_PROBLEMS TO SOLVE:_
1 – In the article about the Harvard award, why does the writer say readers shouldn't feel benefitted by Brockovich's efforts? Answer in one to three sentences.
2 – Answer these questions from the article about the Harvard award:
(a) On what date did HSPH give its highest honor to Brockovich?
(b) What position does Elizabeth Whelan hold?
(c) To what substance did Brockovich and her law firm say Hinkley residents were exposed?
3 – Can you shorten the paragraph of the article about the Harvard award that begins "HSPH gives its annual Julius Richmond Award" into a brief list that keeps its main facts?

_TEXT EXCERPT:_

Harvard Public Health School Ignores Facts, Protests

Published November 1, 2005

The Harvard School of Public Health (HSPH) on October 18 gave its highest honor to Los Angeles paralegal Erin Brockovich, best known for her beatification in the allegedly “based on a true story” film of the same name.

Julia Roberts portrayed her as having the mouth of a hooker and a heart of gold, but the Hollywood Brockovich is bunk, and this is not Harvard’s finest hour.

Toxic Scare Unsubstantiated

HSPH gives its annual Julius Richmond Award to individuals who “have promoted and achieved high standards for public health conditions.” In a response to outraged HSPH alum Elizabeth Whelan, president of the American Council on Science and Health, HSPH asserted the award is being given to Brockovich for her efforts “on behalf of all of us, and especially the residents of Hinkley, California, whose health was adversely affected by a toxic substance dumped by a utility company.”

Do you feel benefitted? You shouldn’t. Here’s why.

The California Cancer Registry showed no excess cancer in Hinkley compared to surrounding counties, despite the claim of Brockovich and her law firm that residents suffered terribly high rates from exposure to chromium-6 in drinking water. In fact, there was no evidence of any excess illness at all.

_EXTRACTED MATERIAL:_
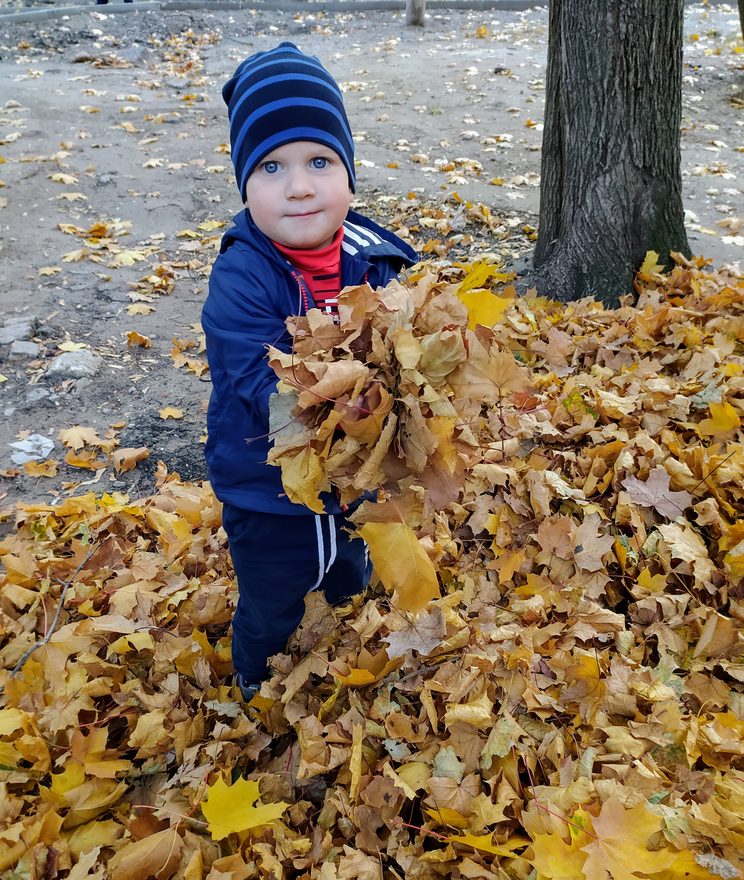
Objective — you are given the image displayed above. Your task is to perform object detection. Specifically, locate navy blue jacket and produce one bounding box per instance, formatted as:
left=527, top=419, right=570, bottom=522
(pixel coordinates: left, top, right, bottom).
left=202, top=210, right=418, bottom=515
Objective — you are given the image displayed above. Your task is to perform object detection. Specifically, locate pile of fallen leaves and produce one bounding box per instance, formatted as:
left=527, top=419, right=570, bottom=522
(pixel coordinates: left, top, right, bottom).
left=0, top=258, right=744, bottom=880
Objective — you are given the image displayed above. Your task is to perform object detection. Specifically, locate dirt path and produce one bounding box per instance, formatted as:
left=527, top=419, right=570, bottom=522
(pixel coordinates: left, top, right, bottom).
left=0, top=5, right=744, bottom=510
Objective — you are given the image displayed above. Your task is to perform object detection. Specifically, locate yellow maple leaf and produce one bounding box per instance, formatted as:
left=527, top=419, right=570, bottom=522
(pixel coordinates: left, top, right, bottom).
left=278, top=446, right=331, bottom=513
left=581, top=796, right=676, bottom=880
left=158, top=406, right=183, bottom=419
left=697, top=402, right=741, bottom=437
left=23, top=459, right=59, bottom=477
left=636, top=568, right=666, bottom=593
left=449, top=834, right=530, bottom=859
left=127, top=330, right=152, bottom=348
left=458, top=290, right=514, bottom=330
left=530, top=832, right=589, bottom=880
left=201, top=776, right=289, bottom=840
left=359, top=522, right=440, bottom=611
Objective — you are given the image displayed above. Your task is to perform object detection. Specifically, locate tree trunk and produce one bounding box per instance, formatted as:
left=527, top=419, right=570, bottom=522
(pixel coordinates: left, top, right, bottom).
left=406, top=0, right=424, bottom=27
left=535, top=0, right=688, bottom=305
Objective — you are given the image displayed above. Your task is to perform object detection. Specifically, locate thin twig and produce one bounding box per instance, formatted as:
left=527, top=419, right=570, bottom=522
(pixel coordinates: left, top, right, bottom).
left=10, top=543, right=98, bottom=678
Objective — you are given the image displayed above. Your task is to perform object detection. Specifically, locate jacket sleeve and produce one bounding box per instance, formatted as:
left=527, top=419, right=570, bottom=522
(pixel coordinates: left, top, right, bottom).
left=202, top=245, right=291, bottom=430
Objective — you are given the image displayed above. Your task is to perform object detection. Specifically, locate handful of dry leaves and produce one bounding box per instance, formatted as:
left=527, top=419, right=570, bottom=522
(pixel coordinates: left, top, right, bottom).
left=269, top=272, right=529, bottom=512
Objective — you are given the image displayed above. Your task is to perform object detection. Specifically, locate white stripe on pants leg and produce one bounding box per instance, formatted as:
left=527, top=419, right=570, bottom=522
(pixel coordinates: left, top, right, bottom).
left=308, top=513, right=326, bottom=593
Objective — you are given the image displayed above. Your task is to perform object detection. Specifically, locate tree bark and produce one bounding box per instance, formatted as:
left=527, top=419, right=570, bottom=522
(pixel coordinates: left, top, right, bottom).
left=534, top=0, right=688, bottom=305
left=406, top=0, right=424, bottom=27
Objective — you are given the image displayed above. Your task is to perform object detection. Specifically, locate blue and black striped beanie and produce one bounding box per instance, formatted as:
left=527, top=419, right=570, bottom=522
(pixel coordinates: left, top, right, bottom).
left=222, top=43, right=356, bottom=198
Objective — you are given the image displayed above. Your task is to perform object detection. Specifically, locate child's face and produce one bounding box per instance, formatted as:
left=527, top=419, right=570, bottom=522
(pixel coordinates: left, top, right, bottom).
left=245, top=141, right=352, bottom=250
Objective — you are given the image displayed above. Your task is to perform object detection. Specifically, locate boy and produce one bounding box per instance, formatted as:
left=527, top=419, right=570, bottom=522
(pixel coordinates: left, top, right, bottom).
left=202, top=43, right=417, bottom=701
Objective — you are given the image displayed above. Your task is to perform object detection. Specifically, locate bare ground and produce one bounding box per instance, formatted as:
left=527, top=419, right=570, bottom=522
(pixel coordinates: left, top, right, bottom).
left=0, top=4, right=744, bottom=515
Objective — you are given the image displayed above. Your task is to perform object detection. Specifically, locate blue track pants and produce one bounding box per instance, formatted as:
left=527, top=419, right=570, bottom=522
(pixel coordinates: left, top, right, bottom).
left=222, top=504, right=372, bottom=682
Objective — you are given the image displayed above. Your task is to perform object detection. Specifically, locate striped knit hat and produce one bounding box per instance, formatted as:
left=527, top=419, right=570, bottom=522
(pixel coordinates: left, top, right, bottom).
left=222, top=43, right=356, bottom=198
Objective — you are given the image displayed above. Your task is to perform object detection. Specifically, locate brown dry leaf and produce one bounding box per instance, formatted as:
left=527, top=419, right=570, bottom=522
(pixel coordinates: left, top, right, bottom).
left=108, top=828, right=183, bottom=880
left=111, top=446, right=150, bottom=473
left=359, top=522, right=439, bottom=611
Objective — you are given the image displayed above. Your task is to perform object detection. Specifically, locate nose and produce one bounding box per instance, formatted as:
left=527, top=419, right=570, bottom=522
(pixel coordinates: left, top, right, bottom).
left=287, top=168, right=315, bottom=199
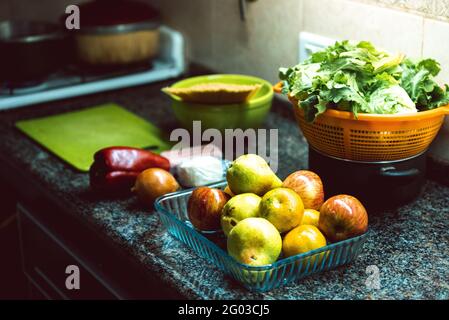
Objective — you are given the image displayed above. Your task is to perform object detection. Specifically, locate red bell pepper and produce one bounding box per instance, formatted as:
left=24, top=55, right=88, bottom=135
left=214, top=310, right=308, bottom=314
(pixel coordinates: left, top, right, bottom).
left=89, top=147, right=170, bottom=192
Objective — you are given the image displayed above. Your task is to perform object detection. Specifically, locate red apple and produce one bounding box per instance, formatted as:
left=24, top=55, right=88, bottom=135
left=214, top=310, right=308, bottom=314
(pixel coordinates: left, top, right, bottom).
left=187, top=187, right=231, bottom=231
left=318, top=195, right=368, bottom=242
left=282, top=170, right=324, bottom=211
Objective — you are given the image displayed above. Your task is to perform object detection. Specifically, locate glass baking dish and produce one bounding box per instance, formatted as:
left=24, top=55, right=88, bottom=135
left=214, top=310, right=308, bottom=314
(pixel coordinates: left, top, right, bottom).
left=155, top=182, right=367, bottom=292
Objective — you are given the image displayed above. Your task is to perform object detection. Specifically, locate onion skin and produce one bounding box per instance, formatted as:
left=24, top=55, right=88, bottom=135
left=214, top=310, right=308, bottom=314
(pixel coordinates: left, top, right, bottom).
left=318, top=195, right=368, bottom=242
left=187, top=187, right=231, bottom=231
left=131, top=168, right=179, bottom=207
left=282, top=170, right=324, bottom=211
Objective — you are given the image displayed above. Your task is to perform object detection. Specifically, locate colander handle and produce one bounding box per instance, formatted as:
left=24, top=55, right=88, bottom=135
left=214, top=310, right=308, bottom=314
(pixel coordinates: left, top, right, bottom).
left=379, top=166, right=421, bottom=185
left=437, top=104, right=449, bottom=116
left=273, top=81, right=283, bottom=93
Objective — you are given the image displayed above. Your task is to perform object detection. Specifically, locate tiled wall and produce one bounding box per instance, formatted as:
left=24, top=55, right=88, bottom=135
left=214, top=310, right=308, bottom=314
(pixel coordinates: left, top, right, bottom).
left=354, top=0, right=449, bottom=21
left=152, top=0, right=449, bottom=82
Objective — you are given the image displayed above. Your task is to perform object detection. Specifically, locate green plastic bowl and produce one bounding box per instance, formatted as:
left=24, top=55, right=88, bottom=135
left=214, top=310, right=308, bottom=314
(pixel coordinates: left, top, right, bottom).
left=163, top=74, right=273, bottom=131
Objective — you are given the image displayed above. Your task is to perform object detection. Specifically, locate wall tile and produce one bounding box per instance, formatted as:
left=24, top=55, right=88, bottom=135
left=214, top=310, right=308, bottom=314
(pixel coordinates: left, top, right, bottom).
left=423, top=19, right=449, bottom=83
left=304, top=0, right=424, bottom=56
left=353, top=0, right=449, bottom=21
left=153, top=0, right=215, bottom=68
left=423, top=19, right=449, bottom=161
left=212, top=0, right=302, bottom=82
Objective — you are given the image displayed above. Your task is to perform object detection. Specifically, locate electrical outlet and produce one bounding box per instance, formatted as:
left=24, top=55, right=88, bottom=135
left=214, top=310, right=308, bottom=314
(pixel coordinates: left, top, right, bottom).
left=299, top=32, right=335, bottom=62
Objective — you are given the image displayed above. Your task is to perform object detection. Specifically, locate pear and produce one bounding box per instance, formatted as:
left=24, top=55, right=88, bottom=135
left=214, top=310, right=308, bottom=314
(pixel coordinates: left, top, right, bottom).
left=259, top=188, right=304, bottom=233
left=227, top=218, right=282, bottom=266
left=221, top=193, right=261, bottom=236
left=226, top=154, right=282, bottom=196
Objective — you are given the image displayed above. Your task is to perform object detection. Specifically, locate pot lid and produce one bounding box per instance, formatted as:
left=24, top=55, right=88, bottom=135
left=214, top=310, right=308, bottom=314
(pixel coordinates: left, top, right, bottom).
left=79, top=0, right=160, bottom=32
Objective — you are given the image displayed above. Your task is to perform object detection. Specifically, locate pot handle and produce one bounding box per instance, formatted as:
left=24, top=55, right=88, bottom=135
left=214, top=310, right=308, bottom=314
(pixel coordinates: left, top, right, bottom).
left=273, top=81, right=282, bottom=93
left=379, top=167, right=421, bottom=185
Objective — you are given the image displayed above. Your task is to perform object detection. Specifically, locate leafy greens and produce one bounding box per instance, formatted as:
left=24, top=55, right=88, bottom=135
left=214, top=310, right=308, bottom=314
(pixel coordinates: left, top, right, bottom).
left=279, top=41, right=449, bottom=122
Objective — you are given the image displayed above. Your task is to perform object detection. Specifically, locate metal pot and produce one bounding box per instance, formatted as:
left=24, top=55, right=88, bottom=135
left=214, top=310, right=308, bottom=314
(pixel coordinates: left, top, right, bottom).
left=74, top=0, right=160, bottom=66
left=0, top=21, right=71, bottom=85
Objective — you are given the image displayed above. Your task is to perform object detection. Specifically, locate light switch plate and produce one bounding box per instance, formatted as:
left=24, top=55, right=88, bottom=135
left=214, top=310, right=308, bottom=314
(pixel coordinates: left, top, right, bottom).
left=299, top=32, right=336, bottom=62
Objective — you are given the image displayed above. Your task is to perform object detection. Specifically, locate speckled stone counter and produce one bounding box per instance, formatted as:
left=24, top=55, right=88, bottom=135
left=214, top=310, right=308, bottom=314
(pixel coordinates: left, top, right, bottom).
left=0, top=70, right=449, bottom=299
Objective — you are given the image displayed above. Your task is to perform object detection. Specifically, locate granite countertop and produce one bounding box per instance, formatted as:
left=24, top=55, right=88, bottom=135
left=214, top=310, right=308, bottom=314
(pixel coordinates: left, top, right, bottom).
left=0, top=70, right=449, bottom=299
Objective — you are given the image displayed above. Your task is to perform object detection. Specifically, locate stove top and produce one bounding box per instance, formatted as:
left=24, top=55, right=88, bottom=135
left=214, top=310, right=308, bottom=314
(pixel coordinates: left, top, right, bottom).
left=0, top=26, right=185, bottom=110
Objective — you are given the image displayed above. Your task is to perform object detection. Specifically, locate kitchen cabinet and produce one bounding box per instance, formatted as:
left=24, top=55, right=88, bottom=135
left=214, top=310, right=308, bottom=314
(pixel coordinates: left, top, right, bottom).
left=17, top=203, right=122, bottom=300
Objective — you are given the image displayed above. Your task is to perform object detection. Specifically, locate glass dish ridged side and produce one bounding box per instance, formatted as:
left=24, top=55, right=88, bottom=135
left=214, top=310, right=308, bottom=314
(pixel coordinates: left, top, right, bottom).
left=155, top=182, right=367, bottom=292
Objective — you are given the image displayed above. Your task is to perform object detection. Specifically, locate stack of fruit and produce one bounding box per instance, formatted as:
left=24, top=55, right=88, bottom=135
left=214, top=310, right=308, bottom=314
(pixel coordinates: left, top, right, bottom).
left=187, top=154, right=368, bottom=266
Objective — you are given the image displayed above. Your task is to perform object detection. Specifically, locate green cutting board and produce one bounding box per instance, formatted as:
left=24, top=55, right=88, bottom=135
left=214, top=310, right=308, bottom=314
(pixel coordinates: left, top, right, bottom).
left=16, top=103, right=171, bottom=171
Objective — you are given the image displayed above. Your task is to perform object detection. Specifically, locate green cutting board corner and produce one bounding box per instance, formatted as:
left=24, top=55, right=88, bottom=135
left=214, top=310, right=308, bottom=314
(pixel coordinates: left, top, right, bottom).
left=16, top=103, right=171, bottom=171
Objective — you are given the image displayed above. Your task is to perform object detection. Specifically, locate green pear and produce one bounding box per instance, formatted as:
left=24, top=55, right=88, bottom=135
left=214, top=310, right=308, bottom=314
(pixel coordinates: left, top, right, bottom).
left=226, top=154, right=282, bottom=196
left=259, top=188, right=304, bottom=233
left=227, top=218, right=282, bottom=266
left=221, top=193, right=261, bottom=235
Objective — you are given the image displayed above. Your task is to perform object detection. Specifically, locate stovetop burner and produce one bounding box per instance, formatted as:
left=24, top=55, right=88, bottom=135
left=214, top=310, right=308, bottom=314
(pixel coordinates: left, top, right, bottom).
left=309, top=147, right=427, bottom=211
left=0, top=26, right=185, bottom=110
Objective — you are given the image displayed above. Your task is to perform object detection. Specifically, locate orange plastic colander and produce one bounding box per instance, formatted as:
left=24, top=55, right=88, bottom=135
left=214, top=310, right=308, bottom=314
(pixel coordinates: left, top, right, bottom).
left=274, top=82, right=449, bottom=162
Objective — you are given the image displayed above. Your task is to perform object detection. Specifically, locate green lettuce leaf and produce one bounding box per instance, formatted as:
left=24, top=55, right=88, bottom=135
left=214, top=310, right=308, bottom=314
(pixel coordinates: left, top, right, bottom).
left=279, top=41, right=449, bottom=121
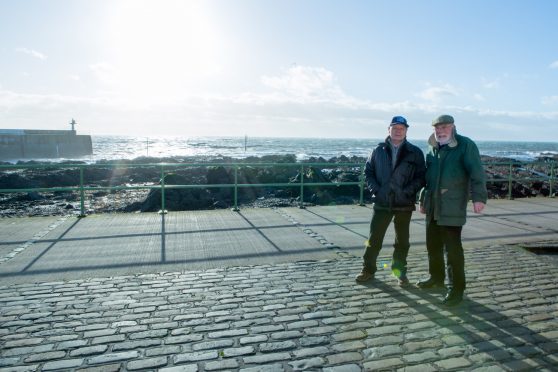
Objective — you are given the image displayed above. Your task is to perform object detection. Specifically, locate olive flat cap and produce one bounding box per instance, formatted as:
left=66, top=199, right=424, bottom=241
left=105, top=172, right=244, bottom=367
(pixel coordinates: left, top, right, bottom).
left=432, top=115, right=453, bottom=125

_ANSWERS TO THIS EXERCISE:_
1 – According to the California Cancer Registry, Hinkley had no excess cancer compared to surrounding counties, even though Brockovich and her law firm claimed that chromium-6 in the drinking water had caused very high rates. The writer adds that there was no evidence of any excess illness at all.

2 –
(a) October 18.
(b) She is president of the American Council on Science and Health.
(c) Chromium-6 in drinking water.

3 –
- HSPH gives the Julius Richmond Award every year to people who "have promoted and achieved high standards for public health conditions."
- Elizabeth Whelan, an HSPH alum and president of the American Council on Science and Health, objected to the award.
- HSPH replied that Brockovich is being honored for her work on behalf of everyone, especially the residents of Hinkley, California, whose health it said was harmed by a toxic substance that a utility company dumped.